* Objective: Reproduce verbatim the final portion of the material below, from the line containing "Check that each instance of the dark curtain" through its last line, and nothing else.

* Material:

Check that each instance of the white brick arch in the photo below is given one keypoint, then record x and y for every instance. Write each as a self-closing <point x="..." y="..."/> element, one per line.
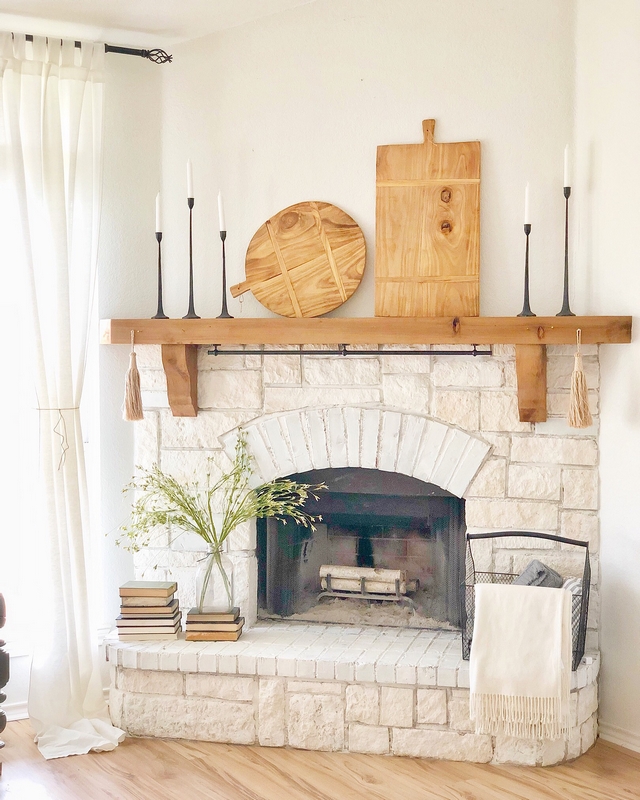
<point x="362" y="436"/>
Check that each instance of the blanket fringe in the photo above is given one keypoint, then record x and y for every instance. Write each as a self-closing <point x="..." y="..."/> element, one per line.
<point x="522" y="717"/>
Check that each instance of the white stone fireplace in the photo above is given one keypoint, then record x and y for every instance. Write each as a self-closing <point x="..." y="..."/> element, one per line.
<point x="448" y="421"/>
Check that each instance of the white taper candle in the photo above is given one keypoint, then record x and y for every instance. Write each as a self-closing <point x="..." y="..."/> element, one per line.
<point x="567" y="166"/>
<point x="223" y="227"/>
<point x="189" y="179"/>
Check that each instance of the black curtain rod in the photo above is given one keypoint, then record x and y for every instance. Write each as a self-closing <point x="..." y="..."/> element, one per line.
<point x="156" y="55"/>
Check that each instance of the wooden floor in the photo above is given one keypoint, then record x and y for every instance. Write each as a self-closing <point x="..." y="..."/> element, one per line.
<point x="153" y="769"/>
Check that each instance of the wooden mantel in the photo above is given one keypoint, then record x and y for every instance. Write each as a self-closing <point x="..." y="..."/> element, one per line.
<point x="180" y="337"/>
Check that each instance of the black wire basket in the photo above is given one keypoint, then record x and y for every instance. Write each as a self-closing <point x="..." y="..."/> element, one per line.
<point x="579" y="601"/>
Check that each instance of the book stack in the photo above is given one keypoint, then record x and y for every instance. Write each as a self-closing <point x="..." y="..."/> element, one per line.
<point x="148" y="610"/>
<point x="214" y="626"/>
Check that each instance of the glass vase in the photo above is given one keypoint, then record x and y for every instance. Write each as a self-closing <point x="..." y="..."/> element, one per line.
<point x="214" y="583"/>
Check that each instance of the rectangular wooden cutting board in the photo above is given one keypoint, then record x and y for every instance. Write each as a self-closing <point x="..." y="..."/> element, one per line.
<point x="428" y="228"/>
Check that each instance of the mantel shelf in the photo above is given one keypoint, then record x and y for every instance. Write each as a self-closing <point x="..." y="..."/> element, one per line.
<point x="179" y="339"/>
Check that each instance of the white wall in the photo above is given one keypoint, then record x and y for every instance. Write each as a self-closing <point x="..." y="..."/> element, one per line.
<point x="291" y="107"/>
<point x="608" y="186"/>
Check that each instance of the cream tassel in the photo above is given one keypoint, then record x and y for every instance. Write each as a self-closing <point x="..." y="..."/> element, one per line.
<point x="579" y="413"/>
<point x="132" y="409"/>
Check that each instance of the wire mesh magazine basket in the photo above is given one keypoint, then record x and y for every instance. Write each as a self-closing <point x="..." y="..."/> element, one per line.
<point x="579" y="600"/>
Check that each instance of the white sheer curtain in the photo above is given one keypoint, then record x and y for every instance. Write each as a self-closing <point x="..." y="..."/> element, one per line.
<point x="51" y="98"/>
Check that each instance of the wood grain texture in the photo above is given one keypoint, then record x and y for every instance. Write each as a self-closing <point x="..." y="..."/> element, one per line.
<point x="428" y="228"/>
<point x="305" y="261"/>
<point x="365" y="330"/>
<point x="531" y="373"/>
<point x="180" y="362"/>
<point x="154" y="769"/>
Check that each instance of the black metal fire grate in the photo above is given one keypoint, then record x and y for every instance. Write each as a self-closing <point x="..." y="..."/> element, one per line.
<point x="579" y="604"/>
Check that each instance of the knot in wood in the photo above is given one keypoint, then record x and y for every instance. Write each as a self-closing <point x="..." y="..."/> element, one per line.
<point x="289" y="220"/>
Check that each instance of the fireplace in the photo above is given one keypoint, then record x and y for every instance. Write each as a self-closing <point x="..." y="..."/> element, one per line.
<point x="371" y="520"/>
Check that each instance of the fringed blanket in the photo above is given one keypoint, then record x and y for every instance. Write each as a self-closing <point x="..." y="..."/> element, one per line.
<point x="520" y="667"/>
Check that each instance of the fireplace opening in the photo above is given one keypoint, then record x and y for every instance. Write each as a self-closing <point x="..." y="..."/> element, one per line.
<point x="388" y="551"/>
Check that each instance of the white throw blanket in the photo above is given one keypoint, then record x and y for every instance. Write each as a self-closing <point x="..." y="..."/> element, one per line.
<point x="520" y="667"/>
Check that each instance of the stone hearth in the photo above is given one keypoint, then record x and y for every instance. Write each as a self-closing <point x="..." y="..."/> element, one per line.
<point x="448" y="421"/>
<point x="327" y="687"/>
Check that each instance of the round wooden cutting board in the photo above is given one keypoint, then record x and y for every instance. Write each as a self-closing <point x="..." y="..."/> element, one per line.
<point x="304" y="261"/>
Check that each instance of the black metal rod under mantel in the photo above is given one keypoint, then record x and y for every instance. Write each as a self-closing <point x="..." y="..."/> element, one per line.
<point x="156" y="55"/>
<point x="344" y="351"/>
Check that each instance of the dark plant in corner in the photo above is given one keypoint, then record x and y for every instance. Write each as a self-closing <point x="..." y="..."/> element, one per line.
<point x="194" y="507"/>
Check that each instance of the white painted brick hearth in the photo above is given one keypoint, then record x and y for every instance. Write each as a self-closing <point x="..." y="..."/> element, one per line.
<point x="451" y="421"/>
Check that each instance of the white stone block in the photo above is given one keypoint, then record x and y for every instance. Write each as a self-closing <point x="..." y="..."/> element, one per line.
<point x="587" y="702"/>
<point x="580" y="488"/>
<point x="432" y="707"/>
<point x="201" y="432"/>
<point x="457" y="408"/>
<point x="534" y="482"/>
<point x="510" y="750"/>
<point x="581" y="525"/>
<point x="409" y="444"/>
<point x="292" y="397"/>
<point x="336" y="438"/>
<point x="467" y="372"/>
<point x="145" y="433"/>
<point x="222" y="687"/>
<point x="231" y="389"/>
<point x="410" y="392"/>
<point x="459" y="711"/>
<point x="271" y="709"/>
<point x="449" y="745"/>
<point x="352" y="427"/>
<point x="499" y="412"/>
<point x="341" y="371"/>
<point x="277" y="443"/>
<point x="491" y="480"/>
<point x="511" y="514"/>
<point x="389" y="439"/>
<point x="432" y="442"/>
<point x="396" y="707"/>
<point x="297" y="439"/>
<point x="368" y="739"/>
<point x="370" y="432"/>
<point x="554" y="450"/>
<point x="315" y="722"/>
<point x="282" y="369"/>
<point x="318" y="438"/>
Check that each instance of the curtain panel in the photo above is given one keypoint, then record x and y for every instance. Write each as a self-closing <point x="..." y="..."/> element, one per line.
<point x="51" y="99"/>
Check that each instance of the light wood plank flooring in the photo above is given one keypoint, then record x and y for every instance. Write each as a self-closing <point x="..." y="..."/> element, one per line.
<point x="153" y="769"/>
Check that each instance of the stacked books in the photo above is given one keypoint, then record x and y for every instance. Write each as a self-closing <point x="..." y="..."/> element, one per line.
<point x="148" y="610"/>
<point x="214" y="626"/>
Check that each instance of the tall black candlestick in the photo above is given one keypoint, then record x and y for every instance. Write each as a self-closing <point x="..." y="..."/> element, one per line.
<point x="160" y="312"/>
<point x="565" y="311"/>
<point x="191" y="313"/>
<point x="526" y="308"/>
<point x="224" y="314"/>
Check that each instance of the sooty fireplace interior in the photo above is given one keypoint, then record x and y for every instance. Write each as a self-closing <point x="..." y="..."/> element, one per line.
<point x="410" y="532"/>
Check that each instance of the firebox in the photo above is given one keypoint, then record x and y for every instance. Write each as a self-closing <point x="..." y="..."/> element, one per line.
<point x="389" y="550"/>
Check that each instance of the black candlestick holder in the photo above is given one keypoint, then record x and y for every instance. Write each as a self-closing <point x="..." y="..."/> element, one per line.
<point x="191" y="313"/>
<point x="224" y="314"/>
<point x="526" y="308"/>
<point x="160" y="312"/>
<point x="565" y="311"/>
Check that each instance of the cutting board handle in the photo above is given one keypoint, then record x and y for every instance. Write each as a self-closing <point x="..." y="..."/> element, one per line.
<point x="428" y="126"/>
<point x="239" y="288"/>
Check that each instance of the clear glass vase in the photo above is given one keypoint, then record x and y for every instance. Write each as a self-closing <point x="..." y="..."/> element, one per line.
<point x="214" y="583"/>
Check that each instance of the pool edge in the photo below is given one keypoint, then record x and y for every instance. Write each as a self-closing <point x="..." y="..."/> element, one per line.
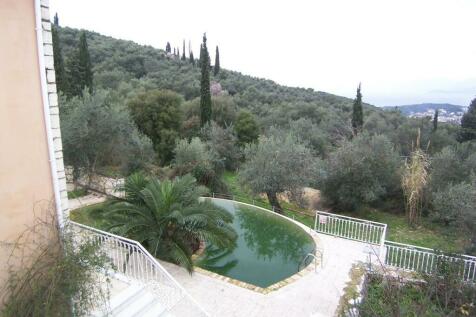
<point x="278" y="285"/>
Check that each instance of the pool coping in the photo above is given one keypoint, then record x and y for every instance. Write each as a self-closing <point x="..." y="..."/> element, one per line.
<point x="277" y="285"/>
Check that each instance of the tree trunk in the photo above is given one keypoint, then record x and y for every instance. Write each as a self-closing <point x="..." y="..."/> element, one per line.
<point x="273" y="200"/>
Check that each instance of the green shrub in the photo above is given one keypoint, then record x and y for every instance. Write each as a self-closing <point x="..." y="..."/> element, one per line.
<point x="361" y="171"/>
<point x="50" y="275"/>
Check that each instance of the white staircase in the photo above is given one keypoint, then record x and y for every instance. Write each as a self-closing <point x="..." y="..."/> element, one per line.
<point x="140" y="284"/>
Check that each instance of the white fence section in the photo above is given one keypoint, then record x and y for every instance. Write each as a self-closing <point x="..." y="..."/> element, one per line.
<point x="350" y="228"/>
<point x="419" y="259"/>
<point x="132" y="260"/>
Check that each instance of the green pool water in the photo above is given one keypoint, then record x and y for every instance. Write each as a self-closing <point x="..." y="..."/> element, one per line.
<point x="268" y="250"/>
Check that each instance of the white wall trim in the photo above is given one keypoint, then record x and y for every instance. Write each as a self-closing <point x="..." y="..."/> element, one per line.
<point x="46" y="112"/>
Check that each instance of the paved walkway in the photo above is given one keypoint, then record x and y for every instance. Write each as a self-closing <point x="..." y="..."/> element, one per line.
<point x="87" y="200"/>
<point x="315" y="294"/>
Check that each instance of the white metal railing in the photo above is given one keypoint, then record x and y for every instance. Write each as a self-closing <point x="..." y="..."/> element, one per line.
<point x="314" y="257"/>
<point x="132" y="260"/>
<point x="350" y="228"/>
<point x="419" y="259"/>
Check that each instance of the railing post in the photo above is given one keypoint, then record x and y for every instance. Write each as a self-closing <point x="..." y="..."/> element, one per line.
<point x="315" y="221"/>
<point x="382" y="243"/>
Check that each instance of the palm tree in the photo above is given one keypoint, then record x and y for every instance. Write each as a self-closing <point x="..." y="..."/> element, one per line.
<point x="169" y="218"/>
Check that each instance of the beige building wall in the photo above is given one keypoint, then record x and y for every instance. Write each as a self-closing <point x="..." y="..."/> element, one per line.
<point x="26" y="181"/>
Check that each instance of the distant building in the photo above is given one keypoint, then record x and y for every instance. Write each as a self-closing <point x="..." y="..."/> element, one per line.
<point x="32" y="177"/>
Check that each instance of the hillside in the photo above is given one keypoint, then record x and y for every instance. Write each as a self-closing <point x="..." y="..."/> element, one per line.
<point x="447" y="112"/>
<point x="119" y="61"/>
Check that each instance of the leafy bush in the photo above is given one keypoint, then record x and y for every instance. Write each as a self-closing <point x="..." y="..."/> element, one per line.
<point x="246" y="128"/>
<point x="455" y="205"/>
<point x="51" y="275"/>
<point x="224" y="143"/>
<point x="157" y="114"/>
<point x="442" y="293"/>
<point x="276" y="164"/>
<point x="364" y="170"/>
<point x="96" y="133"/>
<point x="169" y="218"/>
<point x="195" y="158"/>
<point x="453" y="165"/>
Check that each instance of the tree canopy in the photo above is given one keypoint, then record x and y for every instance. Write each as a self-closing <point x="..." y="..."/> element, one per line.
<point x="157" y="114"/>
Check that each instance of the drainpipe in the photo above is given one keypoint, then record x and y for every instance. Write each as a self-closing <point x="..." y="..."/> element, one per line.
<point x="46" y="113"/>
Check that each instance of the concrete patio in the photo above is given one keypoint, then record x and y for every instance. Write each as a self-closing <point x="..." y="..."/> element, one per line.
<point x="315" y="294"/>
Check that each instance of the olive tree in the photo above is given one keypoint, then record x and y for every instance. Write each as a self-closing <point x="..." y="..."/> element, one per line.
<point x="96" y="134"/>
<point x="158" y="114"/>
<point x="194" y="157"/>
<point x="277" y="163"/>
<point x="363" y="170"/>
<point x="455" y="205"/>
<point x="224" y="143"/>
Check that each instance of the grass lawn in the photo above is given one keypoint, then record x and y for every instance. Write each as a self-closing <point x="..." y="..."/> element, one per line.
<point x="90" y="215"/>
<point x="428" y="234"/>
<point x="76" y="193"/>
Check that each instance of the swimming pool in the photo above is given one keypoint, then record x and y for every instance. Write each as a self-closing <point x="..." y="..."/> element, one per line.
<point x="269" y="248"/>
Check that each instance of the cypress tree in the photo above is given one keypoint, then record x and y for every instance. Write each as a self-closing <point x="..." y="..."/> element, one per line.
<point x="216" y="70"/>
<point x="85" y="63"/>
<point x="435" y="120"/>
<point x="183" y="51"/>
<point x="357" y="113"/>
<point x="468" y="123"/>
<point x="60" y="71"/>
<point x="205" y="96"/>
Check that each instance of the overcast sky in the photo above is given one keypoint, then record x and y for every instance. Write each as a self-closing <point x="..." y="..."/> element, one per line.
<point x="403" y="51"/>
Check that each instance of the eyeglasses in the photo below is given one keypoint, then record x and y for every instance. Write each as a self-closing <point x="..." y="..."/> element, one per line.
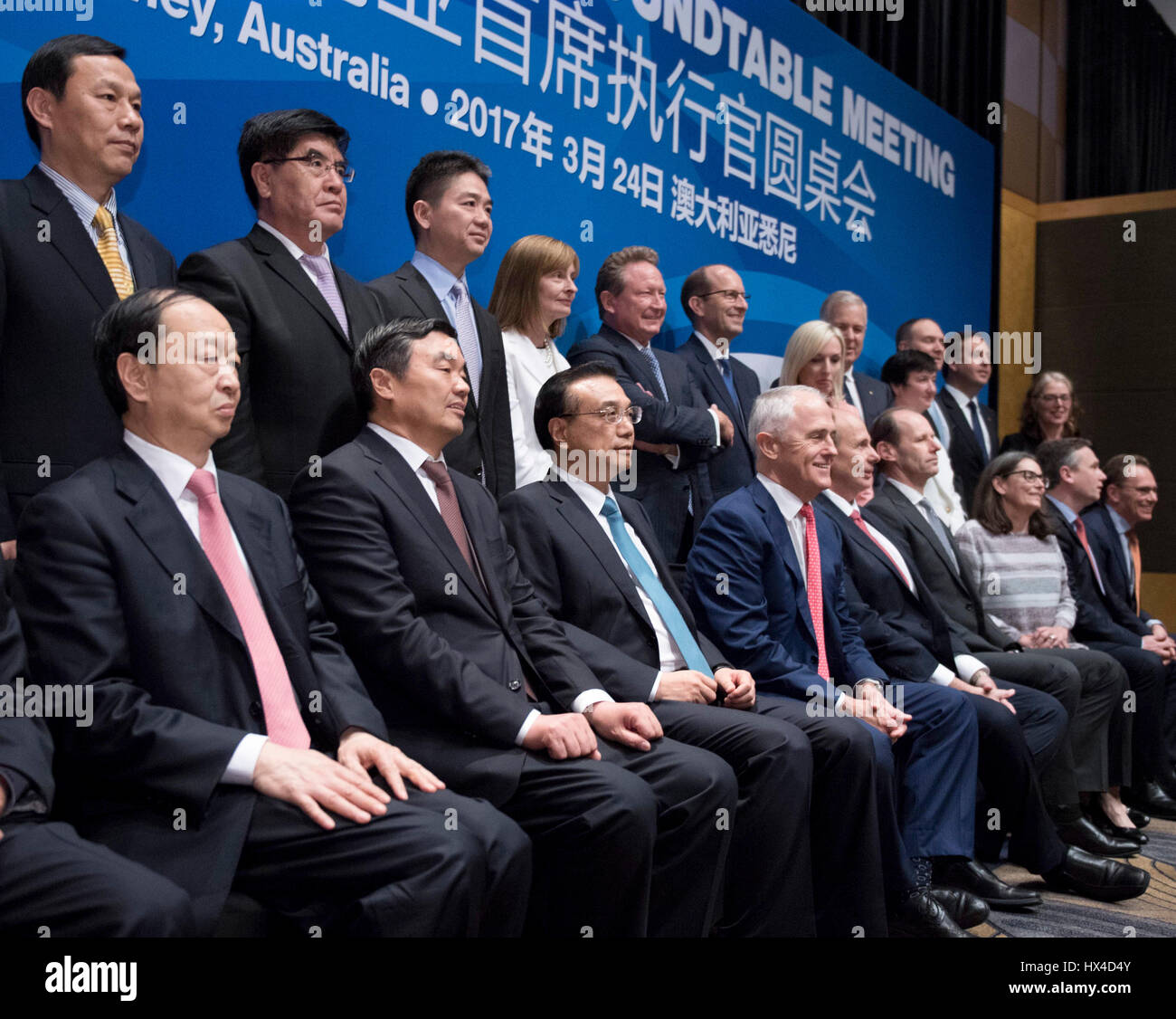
<point x="611" y="414"/>
<point x="728" y="296"/>
<point x="318" y="165"/>
<point x="1030" y="477"/>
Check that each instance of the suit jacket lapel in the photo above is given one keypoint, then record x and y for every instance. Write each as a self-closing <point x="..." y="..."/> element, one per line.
<point x="159" y="525"/>
<point x="280" y="261"/>
<point x="393" y="471"/>
<point x="70" y="238"/>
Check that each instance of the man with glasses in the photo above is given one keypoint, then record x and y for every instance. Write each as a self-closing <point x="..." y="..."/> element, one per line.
<point x="716" y="302"/>
<point x="678" y="432"/>
<point x="297" y="316"/>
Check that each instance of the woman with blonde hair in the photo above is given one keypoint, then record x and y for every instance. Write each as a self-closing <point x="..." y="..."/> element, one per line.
<point x="532" y="301"/>
<point x="815" y="357"/>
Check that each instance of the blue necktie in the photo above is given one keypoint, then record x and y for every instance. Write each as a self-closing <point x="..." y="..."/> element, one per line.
<point x="653" y="587"/>
<point x="977" y="428"/>
<point x="725" y="367"/>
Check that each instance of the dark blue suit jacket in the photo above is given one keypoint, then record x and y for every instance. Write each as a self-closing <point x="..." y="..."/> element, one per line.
<point x="748" y="595"/>
<point x="734" y="466"/>
<point x="683" y="419"/>
<point x="116" y="592"/>
<point x="1108" y="551"/>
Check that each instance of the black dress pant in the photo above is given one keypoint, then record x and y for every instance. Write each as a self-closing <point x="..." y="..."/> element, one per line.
<point x="857" y="849"/>
<point x="55" y="884"/>
<point x="434" y="865"/>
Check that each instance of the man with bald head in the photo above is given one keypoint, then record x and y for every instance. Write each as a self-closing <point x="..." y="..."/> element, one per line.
<point x="846" y="312"/>
<point x="716" y="302"/>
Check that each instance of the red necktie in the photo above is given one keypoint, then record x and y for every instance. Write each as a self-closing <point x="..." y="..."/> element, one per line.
<point x="858" y="519"/>
<point x="1080" y="529"/>
<point x="283" y="721"/>
<point x="812" y="583"/>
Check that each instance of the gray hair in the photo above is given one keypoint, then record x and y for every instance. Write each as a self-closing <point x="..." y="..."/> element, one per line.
<point x="773" y="410"/>
<point x="835" y="300"/>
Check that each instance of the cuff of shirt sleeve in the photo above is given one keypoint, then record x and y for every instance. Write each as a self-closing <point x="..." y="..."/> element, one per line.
<point x="239" y="771"/>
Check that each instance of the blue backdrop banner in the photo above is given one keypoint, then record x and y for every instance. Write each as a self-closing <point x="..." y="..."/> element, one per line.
<point x="736" y="132"/>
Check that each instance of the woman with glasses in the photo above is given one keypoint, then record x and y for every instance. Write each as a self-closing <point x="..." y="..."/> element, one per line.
<point x="815" y="357"/>
<point x="1015" y="564"/>
<point x="1049" y="412"/>
<point x="532" y="301"/>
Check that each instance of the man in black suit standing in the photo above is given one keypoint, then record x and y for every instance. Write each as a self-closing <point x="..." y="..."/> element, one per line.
<point x="227" y="720"/>
<point x="678" y="430"/>
<point x="714" y="301"/>
<point x="473" y="673"/>
<point x="448" y="207"/>
<point x="847" y="312"/>
<point x="297" y="316"/>
<point x="972" y="425"/>
<point x="52" y="882"/>
<point x="1105" y="623"/>
<point x="66" y="254"/>
<point x="593" y="557"/>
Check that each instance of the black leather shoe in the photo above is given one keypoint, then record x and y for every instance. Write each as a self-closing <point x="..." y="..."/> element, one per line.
<point x="1106" y="881"/>
<point x="921" y="916"/>
<point x="1106" y="826"/>
<point x="1151" y="798"/>
<point x="983" y="884"/>
<point x="1085" y="835"/>
<point x="965" y="909"/>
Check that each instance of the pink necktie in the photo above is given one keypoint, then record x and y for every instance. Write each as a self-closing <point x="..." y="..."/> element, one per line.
<point x="283" y="722"/>
<point x="812" y="583"/>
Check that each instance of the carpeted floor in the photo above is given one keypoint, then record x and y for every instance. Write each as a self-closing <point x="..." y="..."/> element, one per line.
<point x="1152" y="914"/>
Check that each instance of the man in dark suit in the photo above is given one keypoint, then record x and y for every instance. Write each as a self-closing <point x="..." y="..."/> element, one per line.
<point x="470" y="670"/>
<point x="765" y="586"/>
<point x="847" y="312"/>
<point x="1105" y="623"/>
<point x="297" y="316"/>
<point x="54" y="278"/>
<point x="52" y="882"/>
<point x="678" y="431"/>
<point x="971" y="424"/>
<point x="716" y="304"/>
<point x="576" y="539"/>
<point x="1088" y="690"/>
<point x="222" y="698"/>
<point x="916" y="640"/>
<point x="448" y="207"/>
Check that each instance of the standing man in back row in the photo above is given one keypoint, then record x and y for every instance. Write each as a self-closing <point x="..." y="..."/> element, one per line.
<point x="448" y="207"/>
<point x="66" y="254"/>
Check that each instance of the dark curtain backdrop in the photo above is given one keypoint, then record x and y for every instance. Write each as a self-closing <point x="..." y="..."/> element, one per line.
<point x="1121" y="101"/>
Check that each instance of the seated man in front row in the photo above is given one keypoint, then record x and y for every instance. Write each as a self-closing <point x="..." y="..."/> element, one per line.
<point x="232" y="739"/>
<point x="470" y="670"/>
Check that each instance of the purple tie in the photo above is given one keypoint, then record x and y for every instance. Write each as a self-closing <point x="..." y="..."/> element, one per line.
<point x="325" y="279"/>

* The result:
Check that each instance of the dark curtain backdrop in the photo above is given one keypoint, then record x and y for every instance. Write each as a self-closing <point x="..." y="..."/> element, one per line.
<point x="1121" y="101"/>
Check that each instance of the seated man in front row in the photo above is given one keypoint, then record x and y for every instance. Write each as a self-closing <point x="..." y="..."/> element, one per line.
<point x="232" y="739"/>
<point x="470" y="670"/>
Check that each instance of the purple tie in the photo above is given one keypoint, then record x and y for every instance. Write each as a self-closing <point x="..." y="..."/> element, one per line.
<point x="325" y="279"/>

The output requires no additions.